▶ [Aim of the exercise]: Report how many lines of the items below contain the string "table". Give only the number.

▶ [Recorded information]:
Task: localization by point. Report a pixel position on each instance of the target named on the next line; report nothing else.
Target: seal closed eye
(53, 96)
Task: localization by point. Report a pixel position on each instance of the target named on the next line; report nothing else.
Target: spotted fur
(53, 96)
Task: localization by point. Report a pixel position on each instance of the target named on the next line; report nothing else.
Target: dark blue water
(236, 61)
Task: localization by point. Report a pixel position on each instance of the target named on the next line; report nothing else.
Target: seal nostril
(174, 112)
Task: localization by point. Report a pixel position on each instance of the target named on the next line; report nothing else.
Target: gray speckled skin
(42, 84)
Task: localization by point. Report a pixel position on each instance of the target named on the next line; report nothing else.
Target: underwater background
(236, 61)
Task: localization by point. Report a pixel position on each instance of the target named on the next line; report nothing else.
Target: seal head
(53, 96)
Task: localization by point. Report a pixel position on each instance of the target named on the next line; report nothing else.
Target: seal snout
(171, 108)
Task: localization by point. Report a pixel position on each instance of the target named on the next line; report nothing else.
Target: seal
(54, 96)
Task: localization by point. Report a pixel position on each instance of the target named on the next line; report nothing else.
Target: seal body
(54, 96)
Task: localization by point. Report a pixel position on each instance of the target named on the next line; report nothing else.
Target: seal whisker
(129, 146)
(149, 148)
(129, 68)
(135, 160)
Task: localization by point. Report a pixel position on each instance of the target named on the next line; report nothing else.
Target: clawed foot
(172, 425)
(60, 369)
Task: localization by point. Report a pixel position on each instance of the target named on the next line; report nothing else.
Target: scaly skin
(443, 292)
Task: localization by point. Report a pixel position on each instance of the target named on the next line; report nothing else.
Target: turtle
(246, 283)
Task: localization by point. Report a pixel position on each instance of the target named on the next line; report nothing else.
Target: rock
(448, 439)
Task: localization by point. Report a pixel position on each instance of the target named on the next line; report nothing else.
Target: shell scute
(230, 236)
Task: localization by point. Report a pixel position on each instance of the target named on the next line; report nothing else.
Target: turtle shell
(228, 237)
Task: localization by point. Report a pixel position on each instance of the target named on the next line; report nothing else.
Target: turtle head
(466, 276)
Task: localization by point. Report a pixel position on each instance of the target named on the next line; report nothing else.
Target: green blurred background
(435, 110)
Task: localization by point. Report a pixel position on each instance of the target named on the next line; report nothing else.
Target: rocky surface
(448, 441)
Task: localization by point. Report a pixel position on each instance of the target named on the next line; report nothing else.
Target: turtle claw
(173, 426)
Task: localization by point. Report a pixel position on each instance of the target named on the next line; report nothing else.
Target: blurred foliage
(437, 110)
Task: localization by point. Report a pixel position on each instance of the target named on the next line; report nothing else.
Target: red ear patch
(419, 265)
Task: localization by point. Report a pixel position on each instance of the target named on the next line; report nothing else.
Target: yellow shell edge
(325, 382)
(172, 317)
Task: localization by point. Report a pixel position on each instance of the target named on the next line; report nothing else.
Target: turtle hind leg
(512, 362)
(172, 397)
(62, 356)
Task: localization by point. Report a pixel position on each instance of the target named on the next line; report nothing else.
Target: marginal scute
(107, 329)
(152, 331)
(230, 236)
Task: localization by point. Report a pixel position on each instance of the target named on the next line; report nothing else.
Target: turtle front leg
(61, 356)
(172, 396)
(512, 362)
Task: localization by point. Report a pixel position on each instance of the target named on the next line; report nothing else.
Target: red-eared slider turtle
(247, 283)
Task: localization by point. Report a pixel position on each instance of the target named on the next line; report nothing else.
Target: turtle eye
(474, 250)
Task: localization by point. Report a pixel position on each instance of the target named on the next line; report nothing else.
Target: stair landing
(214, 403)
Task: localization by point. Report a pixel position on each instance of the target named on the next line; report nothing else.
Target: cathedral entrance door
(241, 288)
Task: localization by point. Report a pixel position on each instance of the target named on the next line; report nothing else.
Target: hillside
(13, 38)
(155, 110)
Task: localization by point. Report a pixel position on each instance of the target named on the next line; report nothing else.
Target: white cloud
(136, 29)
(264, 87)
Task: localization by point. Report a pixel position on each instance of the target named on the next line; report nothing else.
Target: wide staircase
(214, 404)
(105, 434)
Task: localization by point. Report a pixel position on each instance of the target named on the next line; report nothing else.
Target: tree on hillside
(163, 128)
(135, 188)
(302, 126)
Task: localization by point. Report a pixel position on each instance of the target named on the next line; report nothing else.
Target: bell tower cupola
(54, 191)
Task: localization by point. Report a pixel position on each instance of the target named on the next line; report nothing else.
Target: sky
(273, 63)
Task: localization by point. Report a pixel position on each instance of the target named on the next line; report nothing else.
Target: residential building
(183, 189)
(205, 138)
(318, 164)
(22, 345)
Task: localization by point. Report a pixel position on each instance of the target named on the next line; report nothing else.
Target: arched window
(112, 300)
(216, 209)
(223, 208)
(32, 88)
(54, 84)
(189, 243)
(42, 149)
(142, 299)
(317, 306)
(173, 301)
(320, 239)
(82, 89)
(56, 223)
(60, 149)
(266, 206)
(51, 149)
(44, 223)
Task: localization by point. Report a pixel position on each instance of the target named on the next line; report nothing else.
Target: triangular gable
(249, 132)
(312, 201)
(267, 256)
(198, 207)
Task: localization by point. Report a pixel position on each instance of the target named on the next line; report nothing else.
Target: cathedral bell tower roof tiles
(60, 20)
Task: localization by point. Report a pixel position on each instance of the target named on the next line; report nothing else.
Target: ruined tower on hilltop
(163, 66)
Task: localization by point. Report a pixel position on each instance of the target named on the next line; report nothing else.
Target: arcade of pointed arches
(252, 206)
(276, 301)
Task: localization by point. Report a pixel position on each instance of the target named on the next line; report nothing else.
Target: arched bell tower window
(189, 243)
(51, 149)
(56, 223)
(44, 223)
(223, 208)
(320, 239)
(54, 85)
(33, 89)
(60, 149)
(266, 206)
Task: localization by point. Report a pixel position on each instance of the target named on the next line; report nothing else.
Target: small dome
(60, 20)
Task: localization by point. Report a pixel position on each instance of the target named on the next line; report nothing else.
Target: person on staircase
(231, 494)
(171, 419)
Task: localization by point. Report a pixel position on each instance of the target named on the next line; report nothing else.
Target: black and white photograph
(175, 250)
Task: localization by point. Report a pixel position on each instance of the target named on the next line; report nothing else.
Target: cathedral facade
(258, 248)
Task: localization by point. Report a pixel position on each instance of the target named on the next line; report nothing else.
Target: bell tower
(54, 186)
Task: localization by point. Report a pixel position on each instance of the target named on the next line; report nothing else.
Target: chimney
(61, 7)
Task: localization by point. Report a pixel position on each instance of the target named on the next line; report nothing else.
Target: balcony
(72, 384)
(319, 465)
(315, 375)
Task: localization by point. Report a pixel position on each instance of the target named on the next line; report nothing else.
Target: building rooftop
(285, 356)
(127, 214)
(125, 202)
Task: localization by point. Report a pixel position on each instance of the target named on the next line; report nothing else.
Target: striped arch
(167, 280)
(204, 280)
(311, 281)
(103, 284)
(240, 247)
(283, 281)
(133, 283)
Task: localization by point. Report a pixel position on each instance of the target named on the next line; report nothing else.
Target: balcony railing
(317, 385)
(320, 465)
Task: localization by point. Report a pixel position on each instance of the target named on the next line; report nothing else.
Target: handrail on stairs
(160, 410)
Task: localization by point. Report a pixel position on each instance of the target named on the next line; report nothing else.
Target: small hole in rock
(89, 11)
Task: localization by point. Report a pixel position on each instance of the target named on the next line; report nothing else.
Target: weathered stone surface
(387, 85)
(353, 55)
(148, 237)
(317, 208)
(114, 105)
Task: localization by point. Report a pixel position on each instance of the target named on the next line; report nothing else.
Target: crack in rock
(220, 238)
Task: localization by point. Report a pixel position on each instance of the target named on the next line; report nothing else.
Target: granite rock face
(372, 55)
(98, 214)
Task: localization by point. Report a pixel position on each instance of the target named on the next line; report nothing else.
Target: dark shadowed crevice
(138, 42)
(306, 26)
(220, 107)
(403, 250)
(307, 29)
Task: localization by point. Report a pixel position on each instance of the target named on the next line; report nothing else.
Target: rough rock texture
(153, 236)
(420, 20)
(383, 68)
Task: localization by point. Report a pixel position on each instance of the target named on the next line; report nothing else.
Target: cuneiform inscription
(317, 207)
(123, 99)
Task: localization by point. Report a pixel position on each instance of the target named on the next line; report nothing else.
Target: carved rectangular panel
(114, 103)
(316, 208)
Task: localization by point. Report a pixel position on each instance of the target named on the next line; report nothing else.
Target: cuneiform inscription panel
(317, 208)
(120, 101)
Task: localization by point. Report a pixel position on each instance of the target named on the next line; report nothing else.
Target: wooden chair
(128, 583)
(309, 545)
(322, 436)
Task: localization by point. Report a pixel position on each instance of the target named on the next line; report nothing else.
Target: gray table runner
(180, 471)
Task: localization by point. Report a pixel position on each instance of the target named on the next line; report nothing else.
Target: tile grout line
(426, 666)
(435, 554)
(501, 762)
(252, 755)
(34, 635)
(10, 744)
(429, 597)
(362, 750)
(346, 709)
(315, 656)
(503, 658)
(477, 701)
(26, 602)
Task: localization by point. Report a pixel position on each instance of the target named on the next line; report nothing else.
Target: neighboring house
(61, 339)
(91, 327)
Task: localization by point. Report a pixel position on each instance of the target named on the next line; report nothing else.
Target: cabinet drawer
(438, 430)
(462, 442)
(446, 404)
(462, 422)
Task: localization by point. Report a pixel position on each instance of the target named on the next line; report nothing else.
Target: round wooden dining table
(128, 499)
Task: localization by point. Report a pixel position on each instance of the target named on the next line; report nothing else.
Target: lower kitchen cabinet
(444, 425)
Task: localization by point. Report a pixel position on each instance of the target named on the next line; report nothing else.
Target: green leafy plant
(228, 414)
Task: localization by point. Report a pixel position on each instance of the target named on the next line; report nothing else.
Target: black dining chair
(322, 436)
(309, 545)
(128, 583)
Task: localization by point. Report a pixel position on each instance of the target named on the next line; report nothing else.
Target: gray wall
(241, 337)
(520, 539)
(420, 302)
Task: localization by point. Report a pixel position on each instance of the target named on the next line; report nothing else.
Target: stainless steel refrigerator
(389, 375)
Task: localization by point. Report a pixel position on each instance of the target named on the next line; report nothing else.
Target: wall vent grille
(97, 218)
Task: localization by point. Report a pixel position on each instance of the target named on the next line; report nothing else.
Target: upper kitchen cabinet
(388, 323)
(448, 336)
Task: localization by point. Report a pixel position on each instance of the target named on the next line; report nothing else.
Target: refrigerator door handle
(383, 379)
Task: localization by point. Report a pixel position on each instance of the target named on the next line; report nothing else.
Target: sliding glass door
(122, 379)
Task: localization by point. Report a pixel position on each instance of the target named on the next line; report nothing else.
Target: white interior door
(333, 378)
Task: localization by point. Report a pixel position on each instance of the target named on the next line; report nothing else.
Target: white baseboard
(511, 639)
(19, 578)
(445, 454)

▶ [Output of the exercise]: 2